● PROBLEM TO SOLVE
Can you write out the records below again, substituting "image" for every "photo" and leaving everything else unchanged? Leave the pictures out of your version.

Point labeling records:
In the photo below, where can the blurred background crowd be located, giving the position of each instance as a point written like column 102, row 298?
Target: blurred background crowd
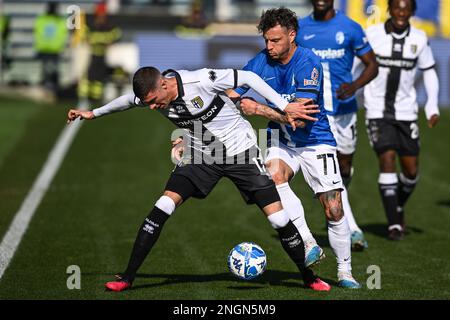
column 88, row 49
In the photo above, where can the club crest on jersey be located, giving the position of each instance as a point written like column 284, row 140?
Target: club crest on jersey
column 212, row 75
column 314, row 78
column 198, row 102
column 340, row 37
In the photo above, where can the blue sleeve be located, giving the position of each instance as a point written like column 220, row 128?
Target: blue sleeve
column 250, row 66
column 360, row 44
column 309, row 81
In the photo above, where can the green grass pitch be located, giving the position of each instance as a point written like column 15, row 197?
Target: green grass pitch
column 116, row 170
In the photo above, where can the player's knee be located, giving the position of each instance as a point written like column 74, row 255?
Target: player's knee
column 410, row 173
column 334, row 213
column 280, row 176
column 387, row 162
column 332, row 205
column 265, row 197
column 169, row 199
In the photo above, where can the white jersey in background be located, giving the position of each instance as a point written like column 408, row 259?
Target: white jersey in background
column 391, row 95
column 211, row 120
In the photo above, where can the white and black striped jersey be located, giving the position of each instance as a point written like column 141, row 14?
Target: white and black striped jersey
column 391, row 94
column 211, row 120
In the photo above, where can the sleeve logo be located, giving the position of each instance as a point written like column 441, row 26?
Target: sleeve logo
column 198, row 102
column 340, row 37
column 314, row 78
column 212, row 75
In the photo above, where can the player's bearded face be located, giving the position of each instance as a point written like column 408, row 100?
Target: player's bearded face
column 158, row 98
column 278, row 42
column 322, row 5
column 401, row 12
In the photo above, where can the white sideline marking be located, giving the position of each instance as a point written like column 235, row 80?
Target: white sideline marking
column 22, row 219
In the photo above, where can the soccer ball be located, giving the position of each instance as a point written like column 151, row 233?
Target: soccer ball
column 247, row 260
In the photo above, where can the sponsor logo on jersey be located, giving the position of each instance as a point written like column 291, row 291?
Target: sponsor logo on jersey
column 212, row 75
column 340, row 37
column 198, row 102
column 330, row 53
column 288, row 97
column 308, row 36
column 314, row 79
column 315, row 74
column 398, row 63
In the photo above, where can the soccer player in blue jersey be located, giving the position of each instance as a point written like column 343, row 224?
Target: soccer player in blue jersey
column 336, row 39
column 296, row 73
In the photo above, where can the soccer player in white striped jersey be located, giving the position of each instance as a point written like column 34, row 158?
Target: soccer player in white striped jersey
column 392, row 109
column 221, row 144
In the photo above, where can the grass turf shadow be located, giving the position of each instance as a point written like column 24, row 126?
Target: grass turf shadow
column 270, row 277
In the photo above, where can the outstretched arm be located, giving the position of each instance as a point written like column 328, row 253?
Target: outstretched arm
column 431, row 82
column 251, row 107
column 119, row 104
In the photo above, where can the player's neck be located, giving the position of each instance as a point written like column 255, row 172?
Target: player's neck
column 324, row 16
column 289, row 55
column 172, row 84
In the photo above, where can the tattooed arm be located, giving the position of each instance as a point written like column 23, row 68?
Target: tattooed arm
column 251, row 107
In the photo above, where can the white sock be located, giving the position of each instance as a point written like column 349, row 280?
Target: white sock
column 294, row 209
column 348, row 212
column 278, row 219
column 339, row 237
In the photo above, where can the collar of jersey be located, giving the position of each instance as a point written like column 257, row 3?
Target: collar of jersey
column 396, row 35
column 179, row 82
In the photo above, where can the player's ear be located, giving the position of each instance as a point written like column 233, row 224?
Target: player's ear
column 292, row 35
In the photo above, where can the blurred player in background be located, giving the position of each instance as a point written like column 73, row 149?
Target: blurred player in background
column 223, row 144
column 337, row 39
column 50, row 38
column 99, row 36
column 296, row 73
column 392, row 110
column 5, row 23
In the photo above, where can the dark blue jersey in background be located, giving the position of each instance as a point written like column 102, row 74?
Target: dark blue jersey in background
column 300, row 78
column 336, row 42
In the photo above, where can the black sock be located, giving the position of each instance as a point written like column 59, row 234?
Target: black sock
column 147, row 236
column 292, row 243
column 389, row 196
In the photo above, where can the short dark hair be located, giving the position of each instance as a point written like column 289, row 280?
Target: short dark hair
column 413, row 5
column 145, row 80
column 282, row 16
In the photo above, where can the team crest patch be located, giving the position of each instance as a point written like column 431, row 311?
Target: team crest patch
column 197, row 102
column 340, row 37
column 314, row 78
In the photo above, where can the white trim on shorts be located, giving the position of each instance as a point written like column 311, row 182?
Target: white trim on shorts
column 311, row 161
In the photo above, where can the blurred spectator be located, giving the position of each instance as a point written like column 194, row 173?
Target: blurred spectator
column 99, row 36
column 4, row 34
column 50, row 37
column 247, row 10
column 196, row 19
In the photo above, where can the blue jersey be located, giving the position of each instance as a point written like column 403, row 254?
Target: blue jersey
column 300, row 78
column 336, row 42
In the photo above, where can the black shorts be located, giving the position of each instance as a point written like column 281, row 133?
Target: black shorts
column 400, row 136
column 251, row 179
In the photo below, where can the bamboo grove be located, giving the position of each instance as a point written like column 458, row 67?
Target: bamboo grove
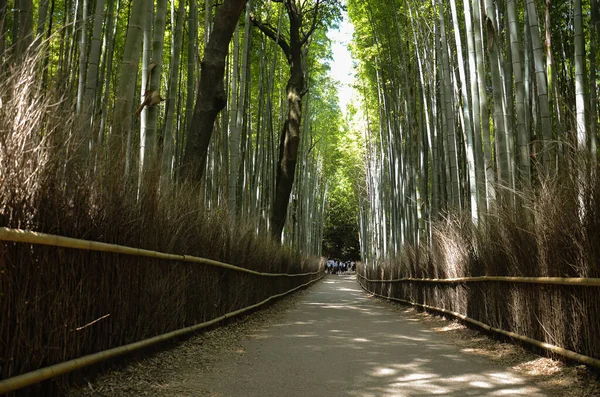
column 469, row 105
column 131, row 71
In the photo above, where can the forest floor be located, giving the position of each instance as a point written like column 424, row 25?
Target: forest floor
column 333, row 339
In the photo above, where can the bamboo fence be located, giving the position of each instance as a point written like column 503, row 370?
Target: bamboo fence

● ANSWER TO THE PROBLEM
In the image below, where can the blurred background crowd be located, giving the position of each instance as a point written like column 102, row 298?
Target: blurred background crowd
column 88, row 49
In the image above, where can the club crest on jersey be located, giving the position of each instance as a point written like column 284, row 140?
Target: club crest on jersey
column 212, row 75
column 314, row 78
column 198, row 102
column 340, row 37
In the image above, where can the blue sleeve be located, giving the position of each instance as a point written like column 220, row 128?
Target: blue sleeve
column 250, row 66
column 360, row 44
column 309, row 81
In the image above, where can the green grass pitch be located, giving the position of each instance as a point written like column 15, row 197?
Target: green grass pitch
column 116, row 170
In the image above, where can the player's knee be located, giving the position of each instance as a point written like column 74, row 255?
Target: player's knee
column 410, row 173
column 334, row 213
column 280, row 176
column 387, row 162
column 332, row 205
column 265, row 197
column 169, row 199
In the image above, where can the white jersey in background be located, giving the position of each instance as a point written like column 408, row 259?
Target: white jersey in background
column 391, row 95
column 211, row 120
In the image above, where can the white and black striped jersey be located, giving the position of each instance as a point written like column 141, row 14?
Target: white and black striped jersey
column 391, row 94
column 211, row 120
In the image above, where can the sleeve logo be located, giving the position of each instance as a point written like column 441, row 26?
Target: sleeve logo
column 198, row 102
column 340, row 37
column 314, row 78
column 212, row 75
In the image above, where can the player's bearded face be located, giving the position of each instance as a point written like column 408, row 100?
Target: player's bearded face
column 158, row 98
column 278, row 42
column 322, row 5
column 401, row 12
In the image above, where can the white sideline marking be located, giving the position of each instance as a point written like column 235, row 80?
Target: white sideline marking
column 22, row 219
In the image above, where can the soccer ball be located, giving the position of each instance as a point written like column 151, row 233?
Target: soccer ball
column 247, row 260
In the image above, where can the sponsor logo on jersey be located, giving the position of each instance as a point written like column 291, row 291?
Target: sponsor logo on jersey
column 212, row 75
column 340, row 37
column 198, row 102
column 330, row 53
column 288, row 97
column 308, row 36
column 314, row 79
column 315, row 74
column 398, row 63
In the image above, where can the soccer player in blue jersey be located, giving the position of each instance as a point written like column 343, row 224?
Target: soccer player in blue jersey
column 336, row 39
column 296, row 73
In the image above, where can the soccer player in white striped jersey be located, giving the position of each instance as a point written like column 34, row 158?
Target: soccer player in white striped jersey
column 392, row 109
column 221, row 144
In the image above, where can the grass turf shadow be located, giving the position of each instance as a point written like column 24, row 126?
Target: grass turf shadow
column 270, row 277
In the image above, where can the outstretched arm be located, giving the position of each instance as a point written like column 328, row 253?
Target: outstretched arm
column 431, row 82
column 251, row 107
column 119, row 104
In the image above, where can the player's neck be located, giving the position of each instance as a point written like column 255, row 172?
Target: player's neck
column 324, row 16
column 289, row 55
column 172, row 84
In the image above, where can the tattooed arm be located, giving the position of each instance as a point written like column 23, row 68?
Target: tattooed arm
column 251, row 107
In the image above, where can the white sock be located, giving the position of each instance as a point written like column 349, row 280?
Target: white sock
column 294, row 209
column 348, row 212
column 278, row 219
column 339, row 237
In the image above, where can the collar of jersey be located, giving the position of each instance as a point written like column 257, row 3?
Target: collar of jersey
column 396, row 35
column 179, row 82
In the image above, where can the player's ear be located, giving the position of each instance as a point written like column 233, row 224?
Target: player's ear
column 292, row 35
In the image above, where can the blurred player in background be located, giving the position of each instance as a point written like column 73, row 149?
Target: blurred player in background
column 223, row 144
column 337, row 39
column 50, row 38
column 99, row 36
column 296, row 73
column 392, row 110
column 5, row 23
In the image above, where can the dark blue jersey in background be located, giving the position of each instance as a point written like column 102, row 74?
Target: dark blue jersey in background
column 300, row 78
column 336, row 42
In the image above, where can the black sock be located, giving the position of each instance as a point written like column 59, row 234?
Target: black sock
column 147, row 236
column 292, row 243
column 389, row 196
In the image above, where can the short dark hair be located, giving the position of each instance as a point written like column 289, row 280?
Target: short dark hair
column 413, row 5
column 145, row 80
column 282, row 16
In the image above, where can the team crest patch be located, giving the position of each instance as a point written like column 431, row 311?
Target: team crest patch
column 197, row 102
column 340, row 37
column 314, row 78
In the image above, where can the white trim on shorts be located, giving the position of each instance as a point written like column 311, row 182?
Target: white trim on shorts
column 311, row 161
In the image above, where can the blurred spectator be located, giving the position of each instance as a point written like column 194, row 173?
Target: blurred spectator
column 99, row 36
column 4, row 34
column 50, row 37
column 247, row 10
column 196, row 19
In the image above, where can the blue jersey be located, giving the position of each instance as a point written like column 403, row 254?
Target: blue jersey
column 300, row 78
column 336, row 42
In the image above, where can the black shorts be located, giving the position of each instance as a point written like column 281, row 133?
Target: black shorts
column 400, row 136
column 251, row 179
In the image below, where can the bamboo grove be located, giving the position of each instance as a point written like column 458, row 67?
Target: bamboo grove
column 469, row 105
column 131, row 71
In the image above, where can the forest floor be located, giving the position of each instance as a point written like column 424, row 25?
Target: forest floor
column 333, row 339
In the image above, where can the bamboo fence be located, giving the position of each instance as a point written like column 503, row 370?
Target: bamboo fence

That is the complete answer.